## Compiti dell'esercizio
• 1. Riscrivi il brano partendo dalle parole "Secondo Hoppe" e fermandoti dopo "erano modelli migliori.". Metti "aristocrazie" al posto di "monarchie".
• 2. Trascrivi senza modifiche le righe dell'elenco, cominciando da quella che contiene "TARGET = building entrance archway" e fermandoti dopo quella che contiene "(1198, 434)". Includi entrambe.

Italian
Perspectives
by Sandra Giovanna
Giacomazzi
L’Opinione delle
Libertà, Edizione 179 del 26-08-2006
Comunismo o democrazia
quale Dio ha fallito?
Riflessioni politiche
di Ruggero Guarini ed
Hermann Hoppe
di Sandra
Giovanna Giacomazzi
Per
Ruggero Guarini il vero scopo del comunismo è
il Giudizio Universale e poiché il comunismo ha realizzato
innumerevoli volte
questo suo scopo, sarebbe l’ora di smettere di chiamarlo “un sogno
impossibile,
un progetto illusorio, una promessa inadempiuta, un’utopia
irrealizzabile -
ossia un dio che sarebbe fallito. Altro che dio fallito. Mai visto,
nella
storia universale, un dio più riuscito di lui.”
Ahimé,
a leggere le parole sacrosante di Guarini
mi è venuto in mente un altro dio che purtroppo potrebbe aver
fallito: la
democrazia, almeno secondo Hans Hermann Hoppe, economista della scuola
austriaca e docente all’Università di Las Vegas, che ha scritto
un libro il cui
titolo dice proprio questo: “Democrazia: il Dio che ha fallito”.
Secondo Hoppe
il grande mito della politica moderna, basato sull’egualitarismo e sul
livellamento
verso il basso, non funziona e non ha mai funzionato. Per lui le
monarchie, per
quanto fossero imperfette, erano modelli migliori.
Anche
Churchill diceva della democrazia che pur
essendo il sistema migliore, era un sistema pessimo, e la verità
delle sue
parole era evidente: ai suoi tempi la democrazia aveva portato al
potere Adolf
Hitler. Hoppe, appunto, vede la democrazia come un anello di una catena
che ha
portato in Europa i due totalitarismi. La storia non si scrive con i
“se”, ma
il susseguirsi di tanti “se” riguardo alla storia dell’inizio
dell’ultimo
secolo offerto da Hoppe è comunque stimolante. Se il Presidente
Wilson non
avesse tradito la sua promessa elettorale fatta agli americani riguardo
al
non-interventismo e quindi se gli americani fossero rimasti fuori dalla
prima
guerra mondiale… Se l’impero asburgico non fosse caduto e quindi se non
fossero
nati gli stati-nazione… Una proiezione di congiuntivi al trapassato che
conclude con l’Europa che non avrebbe subito la nascita di due
totalitarismi.

Record del dataset di puntamento:
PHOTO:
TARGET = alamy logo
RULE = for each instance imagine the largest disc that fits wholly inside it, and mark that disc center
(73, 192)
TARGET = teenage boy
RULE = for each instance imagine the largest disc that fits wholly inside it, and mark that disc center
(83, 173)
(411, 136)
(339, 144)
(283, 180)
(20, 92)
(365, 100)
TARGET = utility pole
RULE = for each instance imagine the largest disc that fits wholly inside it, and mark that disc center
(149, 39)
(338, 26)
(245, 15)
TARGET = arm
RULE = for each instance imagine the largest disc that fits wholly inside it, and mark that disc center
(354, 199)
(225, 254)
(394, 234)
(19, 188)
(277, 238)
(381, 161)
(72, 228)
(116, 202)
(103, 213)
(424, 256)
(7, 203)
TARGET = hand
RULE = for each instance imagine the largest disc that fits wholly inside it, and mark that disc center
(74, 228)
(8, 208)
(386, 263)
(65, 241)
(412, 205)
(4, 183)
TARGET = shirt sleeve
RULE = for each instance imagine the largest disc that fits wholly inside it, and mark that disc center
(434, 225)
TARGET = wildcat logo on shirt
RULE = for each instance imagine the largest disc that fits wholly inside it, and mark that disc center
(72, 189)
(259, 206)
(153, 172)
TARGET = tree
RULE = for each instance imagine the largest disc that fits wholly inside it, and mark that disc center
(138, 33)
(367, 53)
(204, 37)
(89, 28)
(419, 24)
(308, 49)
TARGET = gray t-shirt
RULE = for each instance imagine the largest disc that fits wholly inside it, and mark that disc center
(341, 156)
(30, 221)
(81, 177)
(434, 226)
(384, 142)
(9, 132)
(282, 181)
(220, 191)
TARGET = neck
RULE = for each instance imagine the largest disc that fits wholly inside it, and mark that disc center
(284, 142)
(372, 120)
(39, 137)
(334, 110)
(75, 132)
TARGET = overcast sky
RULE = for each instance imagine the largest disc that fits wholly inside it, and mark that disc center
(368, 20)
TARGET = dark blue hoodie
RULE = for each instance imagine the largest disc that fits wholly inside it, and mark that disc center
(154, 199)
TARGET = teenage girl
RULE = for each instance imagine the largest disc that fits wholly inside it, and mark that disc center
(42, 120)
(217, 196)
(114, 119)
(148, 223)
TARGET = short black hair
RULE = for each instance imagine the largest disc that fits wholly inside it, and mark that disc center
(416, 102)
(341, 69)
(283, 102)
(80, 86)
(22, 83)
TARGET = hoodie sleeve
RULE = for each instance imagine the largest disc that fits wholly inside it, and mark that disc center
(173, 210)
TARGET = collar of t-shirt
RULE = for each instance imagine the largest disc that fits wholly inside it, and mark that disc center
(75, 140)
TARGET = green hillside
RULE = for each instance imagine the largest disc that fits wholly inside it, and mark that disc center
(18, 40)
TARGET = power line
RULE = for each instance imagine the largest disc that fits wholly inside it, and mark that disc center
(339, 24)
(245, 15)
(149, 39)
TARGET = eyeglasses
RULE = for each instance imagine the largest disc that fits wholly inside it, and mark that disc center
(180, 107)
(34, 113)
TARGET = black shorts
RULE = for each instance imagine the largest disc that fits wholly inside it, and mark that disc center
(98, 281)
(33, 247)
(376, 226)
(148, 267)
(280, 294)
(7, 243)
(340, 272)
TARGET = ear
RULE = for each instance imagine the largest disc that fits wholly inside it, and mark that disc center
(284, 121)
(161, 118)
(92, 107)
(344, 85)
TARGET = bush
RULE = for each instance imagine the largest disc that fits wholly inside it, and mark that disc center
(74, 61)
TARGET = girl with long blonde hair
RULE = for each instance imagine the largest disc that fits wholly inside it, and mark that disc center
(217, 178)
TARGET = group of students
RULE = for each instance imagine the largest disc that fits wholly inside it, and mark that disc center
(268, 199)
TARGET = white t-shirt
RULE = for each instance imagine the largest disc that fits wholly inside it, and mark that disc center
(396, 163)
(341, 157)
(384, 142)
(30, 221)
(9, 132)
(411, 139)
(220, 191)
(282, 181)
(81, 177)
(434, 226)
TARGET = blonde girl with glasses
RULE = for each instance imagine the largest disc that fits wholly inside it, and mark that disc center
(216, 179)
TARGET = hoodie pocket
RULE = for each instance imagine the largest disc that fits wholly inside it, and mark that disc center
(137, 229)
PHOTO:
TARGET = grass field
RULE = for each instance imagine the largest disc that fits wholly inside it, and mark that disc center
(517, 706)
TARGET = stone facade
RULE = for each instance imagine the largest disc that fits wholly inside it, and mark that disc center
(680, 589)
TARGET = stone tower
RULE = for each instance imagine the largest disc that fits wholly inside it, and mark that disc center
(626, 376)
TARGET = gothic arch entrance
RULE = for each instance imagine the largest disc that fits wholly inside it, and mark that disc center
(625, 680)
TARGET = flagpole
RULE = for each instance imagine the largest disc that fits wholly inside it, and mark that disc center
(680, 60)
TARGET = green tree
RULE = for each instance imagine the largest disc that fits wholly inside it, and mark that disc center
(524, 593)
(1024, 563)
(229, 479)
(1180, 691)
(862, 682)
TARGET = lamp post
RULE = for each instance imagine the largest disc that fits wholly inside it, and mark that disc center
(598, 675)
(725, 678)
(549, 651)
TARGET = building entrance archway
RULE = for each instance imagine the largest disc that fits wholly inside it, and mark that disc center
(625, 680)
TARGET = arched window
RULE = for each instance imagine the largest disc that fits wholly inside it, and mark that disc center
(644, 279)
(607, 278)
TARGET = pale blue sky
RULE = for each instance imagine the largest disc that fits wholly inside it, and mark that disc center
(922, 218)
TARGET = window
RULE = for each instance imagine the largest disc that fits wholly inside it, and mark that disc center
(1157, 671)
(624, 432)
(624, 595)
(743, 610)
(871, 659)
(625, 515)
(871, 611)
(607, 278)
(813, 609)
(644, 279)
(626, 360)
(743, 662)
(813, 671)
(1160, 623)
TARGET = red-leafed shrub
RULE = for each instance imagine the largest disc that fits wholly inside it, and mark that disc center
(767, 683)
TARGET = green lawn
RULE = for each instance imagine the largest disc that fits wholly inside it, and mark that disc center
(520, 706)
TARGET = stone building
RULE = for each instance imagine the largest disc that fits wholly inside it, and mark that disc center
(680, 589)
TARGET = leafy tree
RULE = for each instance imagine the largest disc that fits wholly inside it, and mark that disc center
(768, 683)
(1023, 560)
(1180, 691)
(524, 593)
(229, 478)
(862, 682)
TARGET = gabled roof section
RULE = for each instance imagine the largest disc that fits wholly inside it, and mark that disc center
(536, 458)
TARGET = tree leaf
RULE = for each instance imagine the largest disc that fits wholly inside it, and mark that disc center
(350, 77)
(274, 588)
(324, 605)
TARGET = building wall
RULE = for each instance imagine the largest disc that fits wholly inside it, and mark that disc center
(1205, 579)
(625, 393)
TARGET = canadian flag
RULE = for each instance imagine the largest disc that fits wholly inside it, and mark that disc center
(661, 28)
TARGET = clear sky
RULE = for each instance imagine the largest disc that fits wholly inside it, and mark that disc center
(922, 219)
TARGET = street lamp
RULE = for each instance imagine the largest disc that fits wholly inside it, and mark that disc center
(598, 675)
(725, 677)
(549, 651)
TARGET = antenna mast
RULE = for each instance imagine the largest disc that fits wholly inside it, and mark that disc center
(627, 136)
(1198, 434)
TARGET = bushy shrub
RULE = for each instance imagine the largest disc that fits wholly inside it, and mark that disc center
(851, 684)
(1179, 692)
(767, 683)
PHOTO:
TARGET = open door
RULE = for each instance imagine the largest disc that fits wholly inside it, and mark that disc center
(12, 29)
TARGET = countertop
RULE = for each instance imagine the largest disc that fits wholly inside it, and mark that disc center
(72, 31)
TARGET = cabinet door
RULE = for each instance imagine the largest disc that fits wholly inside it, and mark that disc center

## Risposte dell'esercizio
• 1.
Secondo Hoppe
il grande mito della politica moderna, basato sull’egualitarismo e sul
livellamento
verso il basso, non funziona e non ha mai funzionato. Per lui le
aristocrazie, per
quanto fossero imperfette, erano modelli migliori.

• 2.
TARGET = building entrance archway
RULE = for each instance imagine the largest disc that fits wholly inside it, and mark that disc center
(625, 680)
TARGET = arched window
RULE = for each instance imagine the largest disc that fits wholly inside it, and mark that disc center
(644, 279)
(607, 278)
TARGET = pale blue sky
RULE = for each instance imagine the largest disc that fits wholly inside it, and mark that disc center
(922, 218)
TARGET = window
RULE = for each instance imagine the largest disc that fits wholly inside it, and mark that disc center
(1157, 671)
(624, 432)
(624, 595)
(743, 610)
(871, 659)
(625, 515)
(871, 611)
(607, 278)
(813, 609)
(644, 279)
(626, 360)
(743, 662)
(813, 671)
(1160, 623)
TARGET = red-leafed shrub
RULE = for each instance imagine the largest disc that fits wholly inside it, and mark that disc center
(767, 683)
TARGET = green lawn
RULE = for each instance imagine the largest disc that fits wholly inside it, and mark that disc center
(520, 706)
TARGET = stone building
RULE = for each instance imagine the largest disc that fits wholly inside it, and mark that disc center
(680, 589)
TARGET = leafy tree
RULE = for each instance imagine the largest disc that fits wholly inside it, and mark that disc center
(768, 683)
(1023, 560)
(1180, 691)
(524, 593)
(229, 478)
(862, 682)
TARGET = gabled roof section
RULE = for each instance imagine the largest disc that fits wholly inside it, and mark that disc center
(536, 458)
TARGET = tree leaf
RULE = for each instance imagine the largest disc that fits wholly inside it, and mark that disc center
(350, 77)
(274, 588)
(324, 605)
TARGET = building wall
RULE = for each instance imagine the largest disc that fits wholly inside it, and mark that disc center
(1205, 579)
(625, 393)
TARGET = canadian flag
RULE = for each instance imagine the largest disc that fits wholly inside it, and mark that disc center
(661, 28)
TARGET = clear sky
RULE = for each instance imagine the largest disc that fits wholly inside it, and mark that disc center
(922, 219)
TARGET = street lamp
RULE = for each instance imagine the largest disc that fits wholly inside it, and mark that disc center
(598, 675)
(725, 677)
(549, 651)
TARGET = antenna mast
RULE = for each instance imagine the largest disc that fits wholly inside it, and mark that disc center
(627, 136)
(1198, 434)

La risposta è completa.